Data for the task —
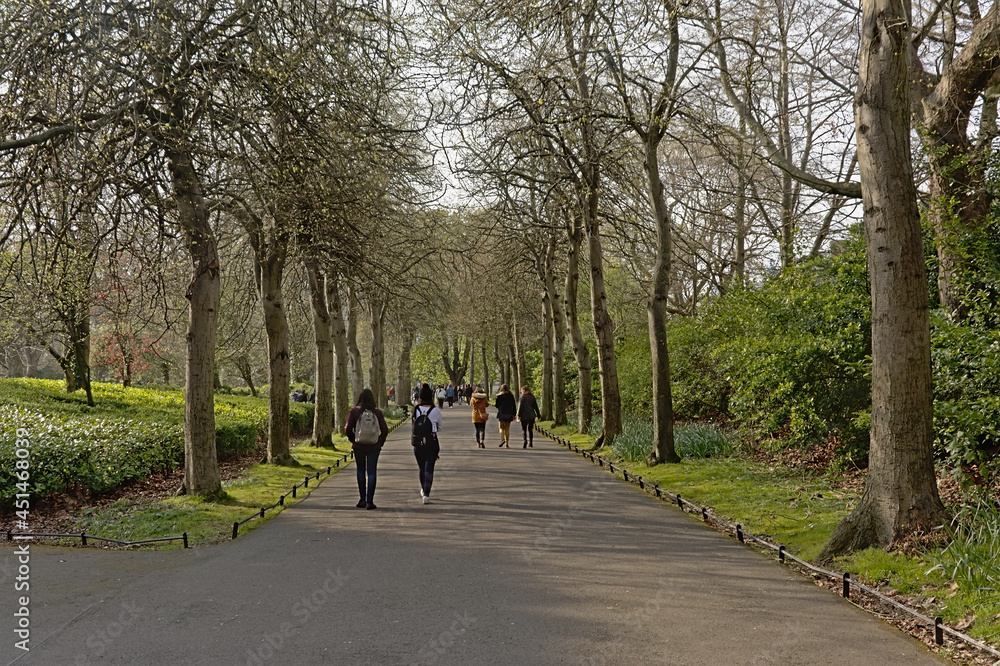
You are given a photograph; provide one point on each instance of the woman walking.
(426, 426)
(506, 410)
(527, 412)
(366, 430)
(479, 401)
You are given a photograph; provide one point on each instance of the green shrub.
(635, 441)
(789, 357)
(966, 361)
(972, 558)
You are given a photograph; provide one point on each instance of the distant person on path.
(366, 429)
(480, 401)
(527, 412)
(506, 410)
(426, 426)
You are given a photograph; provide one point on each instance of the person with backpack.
(479, 401)
(426, 449)
(527, 412)
(366, 430)
(506, 410)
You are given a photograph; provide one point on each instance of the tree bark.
(607, 364)
(901, 493)
(581, 354)
(404, 377)
(201, 465)
(656, 311)
(378, 375)
(558, 332)
(342, 399)
(322, 325)
(487, 382)
(960, 201)
(270, 270)
(357, 370)
(519, 358)
(547, 380)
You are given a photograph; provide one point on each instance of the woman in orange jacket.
(479, 402)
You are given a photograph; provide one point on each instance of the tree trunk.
(404, 376)
(342, 399)
(242, 364)
(519, 357)
(960, 200)
(656, 311)
(322, 325)
(378, 375)
(547, 380)
(487, 382)
(581, 354)
(901, 491)
(611, 405)
(270, 271)
(68, 365)
(201, 465)
(357, 370)
(558, 333)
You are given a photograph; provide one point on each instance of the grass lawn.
(211, 521)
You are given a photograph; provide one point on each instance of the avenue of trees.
(213, 192)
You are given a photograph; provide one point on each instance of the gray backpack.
(367, 430)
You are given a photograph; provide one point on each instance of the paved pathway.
(523, 557)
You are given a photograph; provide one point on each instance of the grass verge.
(211, 521)
(799, 510)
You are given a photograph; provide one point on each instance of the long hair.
(367, 400)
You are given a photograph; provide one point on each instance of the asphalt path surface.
(522, 557)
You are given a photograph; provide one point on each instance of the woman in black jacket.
(527, 412)
(506, 410)
(366, 454)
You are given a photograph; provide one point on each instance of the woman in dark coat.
(366, 455)
(527, 412)
(506, 410)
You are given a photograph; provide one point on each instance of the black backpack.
(527, 411)
(423, 429)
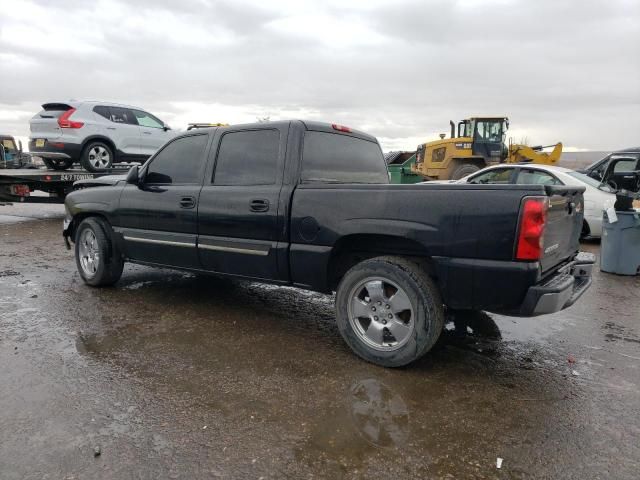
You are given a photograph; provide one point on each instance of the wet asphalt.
(170, 375)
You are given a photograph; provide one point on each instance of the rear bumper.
(561, 290)
(56, 149)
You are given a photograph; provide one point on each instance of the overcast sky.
(561, 70)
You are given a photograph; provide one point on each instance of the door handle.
(259, 205)
(187, 202)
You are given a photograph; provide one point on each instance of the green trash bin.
(620, 245)
(399, 166)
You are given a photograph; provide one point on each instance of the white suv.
(95, 134)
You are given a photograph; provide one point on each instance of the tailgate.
(564, 224)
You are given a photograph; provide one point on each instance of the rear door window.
(180, 162)
(536, 177)
(103, 111)
(248, 158)
(123, 116)
(497, 176)
(145, 119)
(338, 158)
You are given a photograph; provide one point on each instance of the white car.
(95, 134)
(597, 196)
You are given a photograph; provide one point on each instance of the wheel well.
(353, 249)
(77, 220)
(106, 140)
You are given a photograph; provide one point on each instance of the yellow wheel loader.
(476, 143)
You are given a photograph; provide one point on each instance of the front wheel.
(97, 157)
(389, 311)
(98, 260)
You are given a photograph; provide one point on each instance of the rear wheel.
(58, 163)
(389, 311)
(97, 257)
(464, 170)
(97, 157)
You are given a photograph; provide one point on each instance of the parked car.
(618, 169)
(310, 205)
(11, 154)
(597, 195)
(95, 134)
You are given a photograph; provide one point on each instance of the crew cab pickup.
(310, 205)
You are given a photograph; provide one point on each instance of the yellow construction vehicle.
(477, 143)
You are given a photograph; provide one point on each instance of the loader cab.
(489, 136)
(465, 128)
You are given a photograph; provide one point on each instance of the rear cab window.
(339, 158)
(180, 162)
(248, 157)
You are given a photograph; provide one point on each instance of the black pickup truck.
(309, 204)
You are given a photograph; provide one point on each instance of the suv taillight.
(65, 122)
(533, 219)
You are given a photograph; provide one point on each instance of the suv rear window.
(338, 158)
(53, 110)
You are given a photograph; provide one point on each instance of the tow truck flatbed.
(16, 185)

Required work — Copy out all of the records above with "photograph" swapped for "image" wherever it appears, changing nothing else and leaving the pictures out.

Correct answer —
You are given a image; provide one point on each instance of the woman walking.
(426, 426)
(506, 410)
(527, 412)
(366, 430)
(479, 401)
You are given a image; provide one point on each instance of the green shrub.
(635, 441)
(789, 357)
(966, 361)
(972, 558)
You are given a image; provide one point on each instance of the distant person on path.
(366, 429)
(480, 401)
(527, 412)
(506, 410)
(426, 426)
You are given a image; provide one point on each instance of the person with backpack.
(479, 401)
(426, 449)
(527, 412)
(366, 430)
(506, 410)
You are given a image; provide one point on each instance of the tree bark.
(607, 364)
(901, 493)
(581, 354)
(404, 377)
(201, 465)
(656, 311)
(378, 375)
(558, 332)
(342, 399)
(322, 325)
(487, 382)
(960, 201)
(270, 270)
(357, 370)
(519, 358)
(547, 380)
You are given a image; provide one point on each instance of the woman in orange jacket.
(479, 402)
You are given a image; provide one point on each instance of the tree trunk.
(404, 376)
(342, 399)
(242, 364)
(519, 357)
(960, 200)
(656, 311)
(322, 325)
(378, 375)
(547, 380)
(487, 382)
(581, 354)
(901, 491)
(611, 405)
(270, 271)
(68, 365)
(201, 465)
(357, 370)
(558, 333)
You are given a image; provide one point on each instance of the grass lawn.
(211, 521)
You are given a image; provide one point on each instance of the avenue of trees.
(213, 192)
You are given a image; provide one point on each instance of the gray backpack.
(367, 430)
You are given a image; provide one point on each instance of the paved pathway.
(523, 557)
You are given a image; provide one point on each instance of the grass verge.
(211, 521)
(799, 510)
You are given a image; provide one point on each instance of the long hair.
(367, 400)
You are given a image; provide one point on each instance of the asphalt path surface.
(522, 557)
You are given a image; provide one point on each instance of the woman in black jacket.
(527, 412)
(506, 410)
(366, 454)
You are given a image; provide one point on each instance of the woman in dark coat.
(366, 455)
(527, 412)
(506, 410)
You are given a image; provide one point on each instance of the black backpack.
(527, 411)
(423, 429)
You are given a image; provide one point on each instance of the wet asphalt.
(170, 375)
You are given a image; provide one point on each instance of the rear bumper.
(561, 290)
(56, 149)
You are given a image; provide one point on each instance of the overcast sky.
(561, 70)
You are given a image; provide one point on each instance of the door handle.
(259, 205)
(187, 202)
You are given a image; provide one point on each instance of the green trash bin.
(620, 245)
(399, 166)
You are given a image; provide one point on each instance of the white suv.
(95, 134)
You are given a image; provide one point on each instance of the tailgate.
(564, 224)
You are given a image; provide one point on each instance of the rear door window.
(180, 162)
(536, 177)
(103, 111)
(248, 158)
(123, 116)
(497, 176)
(145, 119)
(338, 158)
You are given a image; provide one point on each instance of the white car.
(95, 134)
(597, 196)
You are given a image; provide one point on each instance of the wheel well.
(353, 249)
(77, 220)
(106, 140)
You are given a image; provide one point on each instance of the yellow wheel loader.
(476, 143)
You are given a image; provide one point on each instance of the front wheel.
(97, 157)
(389, 311)
(98, 260)
You are given a image; provide one point on each instance of the rear wheel.
(58, 163)
(389, 311)
(97, 257)
(464, 170)
(97, 157)
You are given a image; provide one point on each instance of the parked car.
(618, 169)
(310, 205)
(11, 154)
(597, 195)
(95, 134)
You are given a image; provide one point on each instance of the crew cab pickup.
(310, 205)
You are given a image; provide one point on each instance of the yellow construction vehicle.
(477, 143)
You are given a image; provide one point on each instance of the loader cab.
(489, 136)
(465, 128)
You are given a image; provide one point on each instance of the rear cab window.
(339, 158)
(180, 162)
(248, 157)
You are given a image; provide one point on each instance of the black pickup truck.
(309, 204)
You are given a image; provide one point on each instance of the suv taillight.
(65, 122)
(533, 219)
You are given a image; provide one point on each instance of the suv rear window.
(338, 158)
(53, 110)
You are given a image; provide one point on each instance of the tow truck flatbed.
(16, 185)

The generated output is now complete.